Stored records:
:::

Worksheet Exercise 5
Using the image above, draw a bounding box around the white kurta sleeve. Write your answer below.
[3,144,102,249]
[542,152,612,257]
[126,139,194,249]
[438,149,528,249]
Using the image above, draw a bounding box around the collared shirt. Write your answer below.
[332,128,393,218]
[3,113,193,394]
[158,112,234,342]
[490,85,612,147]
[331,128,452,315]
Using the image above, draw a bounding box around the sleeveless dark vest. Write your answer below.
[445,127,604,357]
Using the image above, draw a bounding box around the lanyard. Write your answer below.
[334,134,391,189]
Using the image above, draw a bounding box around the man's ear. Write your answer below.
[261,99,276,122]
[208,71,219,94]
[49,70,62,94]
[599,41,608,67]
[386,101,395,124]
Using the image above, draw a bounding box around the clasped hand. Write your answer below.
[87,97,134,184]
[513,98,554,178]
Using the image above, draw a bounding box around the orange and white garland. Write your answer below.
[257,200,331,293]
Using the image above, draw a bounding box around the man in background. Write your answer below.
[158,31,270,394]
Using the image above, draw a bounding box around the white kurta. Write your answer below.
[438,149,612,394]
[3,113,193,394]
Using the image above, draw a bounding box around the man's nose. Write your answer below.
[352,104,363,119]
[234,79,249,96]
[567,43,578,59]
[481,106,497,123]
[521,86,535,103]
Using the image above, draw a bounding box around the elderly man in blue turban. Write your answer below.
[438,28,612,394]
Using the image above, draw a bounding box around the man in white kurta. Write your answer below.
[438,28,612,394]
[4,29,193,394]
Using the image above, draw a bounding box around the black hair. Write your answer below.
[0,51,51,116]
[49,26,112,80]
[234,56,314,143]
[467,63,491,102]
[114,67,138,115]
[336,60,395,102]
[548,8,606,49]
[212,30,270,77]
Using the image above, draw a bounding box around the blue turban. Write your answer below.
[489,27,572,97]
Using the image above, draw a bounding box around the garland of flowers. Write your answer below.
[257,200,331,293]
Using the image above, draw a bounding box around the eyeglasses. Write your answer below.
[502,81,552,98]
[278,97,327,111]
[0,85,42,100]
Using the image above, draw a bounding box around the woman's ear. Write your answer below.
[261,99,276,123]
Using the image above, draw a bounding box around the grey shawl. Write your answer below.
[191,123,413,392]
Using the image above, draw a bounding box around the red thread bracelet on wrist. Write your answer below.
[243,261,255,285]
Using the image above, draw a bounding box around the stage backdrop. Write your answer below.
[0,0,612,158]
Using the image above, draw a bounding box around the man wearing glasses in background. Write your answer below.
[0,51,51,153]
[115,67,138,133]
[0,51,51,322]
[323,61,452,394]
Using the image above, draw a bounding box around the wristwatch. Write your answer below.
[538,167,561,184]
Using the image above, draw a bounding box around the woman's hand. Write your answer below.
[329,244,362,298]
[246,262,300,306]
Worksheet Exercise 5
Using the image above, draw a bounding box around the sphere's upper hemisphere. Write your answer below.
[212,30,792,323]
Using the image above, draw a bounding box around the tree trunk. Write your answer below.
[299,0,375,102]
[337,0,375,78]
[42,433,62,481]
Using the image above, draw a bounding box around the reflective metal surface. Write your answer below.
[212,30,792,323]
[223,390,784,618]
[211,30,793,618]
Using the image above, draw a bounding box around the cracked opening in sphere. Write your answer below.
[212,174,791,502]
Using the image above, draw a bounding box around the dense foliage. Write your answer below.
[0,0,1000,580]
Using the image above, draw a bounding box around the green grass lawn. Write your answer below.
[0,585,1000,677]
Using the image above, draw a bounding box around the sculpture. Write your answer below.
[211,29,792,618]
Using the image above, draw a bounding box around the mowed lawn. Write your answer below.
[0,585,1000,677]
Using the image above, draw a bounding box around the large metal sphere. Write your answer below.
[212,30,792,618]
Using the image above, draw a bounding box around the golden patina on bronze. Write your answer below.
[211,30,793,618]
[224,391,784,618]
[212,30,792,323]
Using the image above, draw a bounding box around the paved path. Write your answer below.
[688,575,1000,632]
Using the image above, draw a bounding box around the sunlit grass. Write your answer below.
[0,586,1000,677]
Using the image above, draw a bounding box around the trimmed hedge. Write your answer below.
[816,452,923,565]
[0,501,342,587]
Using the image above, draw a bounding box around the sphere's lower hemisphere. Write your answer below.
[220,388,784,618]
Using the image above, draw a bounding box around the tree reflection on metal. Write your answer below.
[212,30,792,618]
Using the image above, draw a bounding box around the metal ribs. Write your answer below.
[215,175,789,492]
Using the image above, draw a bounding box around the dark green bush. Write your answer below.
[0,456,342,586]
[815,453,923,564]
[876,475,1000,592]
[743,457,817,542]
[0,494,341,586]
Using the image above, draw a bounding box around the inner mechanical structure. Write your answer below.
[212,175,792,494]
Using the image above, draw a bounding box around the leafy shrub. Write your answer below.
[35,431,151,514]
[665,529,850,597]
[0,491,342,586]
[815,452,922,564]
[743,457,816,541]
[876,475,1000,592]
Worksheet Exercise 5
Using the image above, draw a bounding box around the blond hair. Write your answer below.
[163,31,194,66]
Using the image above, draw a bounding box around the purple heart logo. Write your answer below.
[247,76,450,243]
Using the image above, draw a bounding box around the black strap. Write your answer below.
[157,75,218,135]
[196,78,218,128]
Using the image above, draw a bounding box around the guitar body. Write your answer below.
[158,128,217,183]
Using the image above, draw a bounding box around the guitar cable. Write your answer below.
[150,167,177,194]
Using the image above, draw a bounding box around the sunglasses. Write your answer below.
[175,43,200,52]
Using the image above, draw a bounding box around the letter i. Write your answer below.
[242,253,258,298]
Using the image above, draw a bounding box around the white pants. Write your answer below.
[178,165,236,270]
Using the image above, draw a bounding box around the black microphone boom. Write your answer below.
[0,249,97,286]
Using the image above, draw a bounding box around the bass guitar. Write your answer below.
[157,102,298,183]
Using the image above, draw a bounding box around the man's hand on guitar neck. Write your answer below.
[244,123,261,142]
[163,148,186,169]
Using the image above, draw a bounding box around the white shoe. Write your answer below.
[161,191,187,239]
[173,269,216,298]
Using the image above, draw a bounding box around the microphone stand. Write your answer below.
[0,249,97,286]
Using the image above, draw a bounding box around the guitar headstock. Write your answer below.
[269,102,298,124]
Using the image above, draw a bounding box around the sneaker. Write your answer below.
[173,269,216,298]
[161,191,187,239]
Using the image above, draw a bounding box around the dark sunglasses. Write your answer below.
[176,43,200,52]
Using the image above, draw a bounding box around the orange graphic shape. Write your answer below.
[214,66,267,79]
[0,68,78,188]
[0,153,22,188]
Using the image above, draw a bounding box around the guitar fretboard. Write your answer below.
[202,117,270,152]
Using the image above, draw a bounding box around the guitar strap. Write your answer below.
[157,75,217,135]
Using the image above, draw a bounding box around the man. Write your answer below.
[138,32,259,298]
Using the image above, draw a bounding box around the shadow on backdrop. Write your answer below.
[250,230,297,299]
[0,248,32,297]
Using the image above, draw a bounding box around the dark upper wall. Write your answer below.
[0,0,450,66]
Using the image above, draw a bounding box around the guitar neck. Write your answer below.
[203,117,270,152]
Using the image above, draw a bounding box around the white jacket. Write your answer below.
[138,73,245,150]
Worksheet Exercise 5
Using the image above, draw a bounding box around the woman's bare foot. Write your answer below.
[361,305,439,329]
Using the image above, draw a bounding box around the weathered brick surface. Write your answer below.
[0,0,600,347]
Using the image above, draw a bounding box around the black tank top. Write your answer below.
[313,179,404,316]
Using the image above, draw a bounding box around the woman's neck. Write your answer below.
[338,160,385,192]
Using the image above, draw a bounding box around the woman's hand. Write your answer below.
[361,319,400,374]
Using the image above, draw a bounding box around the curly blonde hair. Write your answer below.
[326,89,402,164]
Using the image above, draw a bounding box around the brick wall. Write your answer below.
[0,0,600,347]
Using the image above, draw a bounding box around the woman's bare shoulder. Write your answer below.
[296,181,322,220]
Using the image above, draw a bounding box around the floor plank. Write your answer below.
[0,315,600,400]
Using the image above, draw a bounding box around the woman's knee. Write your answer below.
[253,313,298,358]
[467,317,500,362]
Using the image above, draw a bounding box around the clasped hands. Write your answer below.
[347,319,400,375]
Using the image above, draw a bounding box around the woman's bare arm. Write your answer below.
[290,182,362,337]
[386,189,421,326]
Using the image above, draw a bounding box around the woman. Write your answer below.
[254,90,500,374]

:::

EXERCISE:
Output the lines from the line containing "upper wall. Write your answer below." to the end, both included; add nothing.

RESULT OF THE EXERCISE:
Using the image above, draw a bounding box around the dark upper wall. Write your answer below.
[0,0,450,66]
Using the image above, draw a bounding box around the guitar neck. Write your answer below.
[203,117,270,152]
Using the image above, draw a bounding box around the white jacket. Write your answer below.
[138,73,245,150]
Worksheet Exercise 5
Using the image above, draw a bounding box around the woman's bare foot. Write your answer below.
[361,305,439,329]
Using the image above, draw a bounding box around the weathered brick surface. Write your answer below.
[0,0,600,347]
Using the image above, draw a bounding box around the black tank top. Write your answer below.
[313,179,404,316]
Using the image above, draw a bounding box around the woman's neck. Write your answer below.
[338,160,385,192]
Using the image above, draw a bounding box around the woman's hand. Write your answer below.
[361,319,400,374]
Using the image above, draw a bounding box around the curly blonde hair. Write your answer below.
[326,89,402,164]
Using the image above, draw a bounding box around the brick wall. Write your answer below.
[0,0,600,347]
Using the image above, draw a bounding box around the woman's bare shoulder. Write your answer below.
[296,181,322,220]
Using the image above, draw a bounding box around the floor plank. Write your answer below.
[0,315,600,400]
Using the image above, draw a bounding box around the woman's knee. Write your answer below.
[253,313,298,358]
[467,317,500,362]
Using the image above, draw a bounding box around the clasped hands. Write your answer below.
[347,319,400,375]
Using the image above, draw a bounding box around the woman's bare arm. Write your answer below.
[290,182,362,337]
[386,189,421,326]
Using the image above, draw a bounding box around the woman. Write your answer below.
[254,90,500,374]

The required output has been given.